------ TEXTE FOURNI ------

Qui estiment que les perspectives de croissance mondiale présentent également une balance des risques orientée à la baisse, devant l’émergence de nouveaux variants du coronavirus, la persistance des perturbations des chaînes d’approvisionnement, le relèvement des taux directeurs par les pays avancés et l’intensification des tensions géopolitiques qui pourraient exacerber la hausse des prix des matières premières.  Les prévisions de croissance pour la zone UEMOA (6,1% en 2022 et 7,9% en 2023) « restent entourées de risques fortement baissiers liés notamment à l’évolution des situations sécuritaire et socio-politique dans la sous-région, ainsi qu’aux conditions météorologiques. »

Pas de panique toutefois, la consolidation budgétaire (réduction des déficits publics) devrait se poursuivre, les déficits repassant sous les 3% à compter de 2024. Au plan des échanges extérieurs, le déficit courant devrait se stabiliser cette année et réduire en 2023, essentiellement, il est vrai, en raison des exportations de pétrole du Niger et du Sénégal. De plus, l’excédent de la balance des paiements ne ferait que croître.

------

** QUESTIONS D'ÉTUDE **
(1) Relevez dans le texte sur les perspectives de croissance, ci-dessus, tous les facteurs cités comme orientant à la baisse la balance des risques pour la croissance mondiale.
(2) Rédigez la suite du texte sur les perspectives de croissance, à partir de sa dernière phrase.

------ DONNÉES FOURNIES ------

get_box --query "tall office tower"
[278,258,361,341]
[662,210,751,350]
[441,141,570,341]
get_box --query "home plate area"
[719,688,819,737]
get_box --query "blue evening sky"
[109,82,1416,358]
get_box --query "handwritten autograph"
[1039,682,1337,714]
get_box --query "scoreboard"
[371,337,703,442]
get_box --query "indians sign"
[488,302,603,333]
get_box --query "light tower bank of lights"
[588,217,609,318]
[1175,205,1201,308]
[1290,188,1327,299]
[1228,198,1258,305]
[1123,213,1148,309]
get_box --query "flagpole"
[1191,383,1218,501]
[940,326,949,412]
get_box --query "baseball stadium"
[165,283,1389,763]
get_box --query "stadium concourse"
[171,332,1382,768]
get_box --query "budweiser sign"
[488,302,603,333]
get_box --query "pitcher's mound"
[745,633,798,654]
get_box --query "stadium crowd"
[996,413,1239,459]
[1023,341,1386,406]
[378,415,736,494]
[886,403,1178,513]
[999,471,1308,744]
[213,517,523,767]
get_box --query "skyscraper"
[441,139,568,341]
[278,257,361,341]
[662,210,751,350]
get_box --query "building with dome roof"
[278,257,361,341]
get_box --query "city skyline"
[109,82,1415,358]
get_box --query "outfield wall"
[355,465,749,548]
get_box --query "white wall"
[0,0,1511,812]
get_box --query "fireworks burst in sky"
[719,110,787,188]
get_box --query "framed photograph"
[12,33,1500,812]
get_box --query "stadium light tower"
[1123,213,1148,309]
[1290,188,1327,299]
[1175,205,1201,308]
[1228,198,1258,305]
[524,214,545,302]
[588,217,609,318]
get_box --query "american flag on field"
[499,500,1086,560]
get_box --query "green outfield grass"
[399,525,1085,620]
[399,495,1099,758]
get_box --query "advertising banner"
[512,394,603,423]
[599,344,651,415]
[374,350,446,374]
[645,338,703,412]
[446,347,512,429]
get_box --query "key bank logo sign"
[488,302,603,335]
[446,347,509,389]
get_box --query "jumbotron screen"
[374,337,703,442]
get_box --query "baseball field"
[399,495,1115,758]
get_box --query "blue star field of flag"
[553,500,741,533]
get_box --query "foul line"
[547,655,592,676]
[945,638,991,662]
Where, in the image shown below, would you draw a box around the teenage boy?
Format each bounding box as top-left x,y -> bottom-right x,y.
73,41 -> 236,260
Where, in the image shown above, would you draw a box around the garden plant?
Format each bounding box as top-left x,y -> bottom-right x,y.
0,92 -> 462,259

------

** RÉPONSES PAR EXERCICE **
(1)
- l'émergence de nouveaux variants du coronavirus
- la persistance des perturbations des chaînes d'approvisionnement
- le relèvement des taux directeurs par les pays avancés
- l'intensification des tensions géopolitiques

(2)
Des hausses de taux préjudiciables

Du côté des prix, les économistes prévoient une inflation de 4,9% en 2022, ramenée à 2,8% en 2023, après 3,6% en 2021. Si tout va bien, l’inflation serait même ramenée à 2,6%, en glissement annuel, au quatrième trimestre 2023, c’est-à-dire dans la zone cible (1,0% à 3,0%) de la politique monétaire.

L’hypothèse sous-jacente est que progressivement, les tensions inflationnistes vont diminuer, même moins vite qu’il n’était prévu en fin d’année 2021, à la faveur d’une crise sanitaire moins pesante. C’est-à-dire que les échanges commerciaux reprennent un cours normal.

Hypothèse qui serait invalidée si la crise sanitaire venait à se prolonger. Et si le relèvement des taux décidé par les banques centrales des pays avancés « venait à compromettre la stabilité financière et faire surgir des risques pour les flux de capitaux, les devises et les finances publiques des pays émergents et en développement », prévient l’institution monétaire. Pour l’heure, ce n’est pas le cas, mais ces pays sont fragiles, surtout après l’augmentation conséquente des niveaux d’endettement au cours des deux dernières années.

Enfin, une perturbation des chaînes d’approvisionnement, pour des motifs sanitaires ou de tensions politiques, pourrait entraver la circulation des marchandises essentielles à la santé publique.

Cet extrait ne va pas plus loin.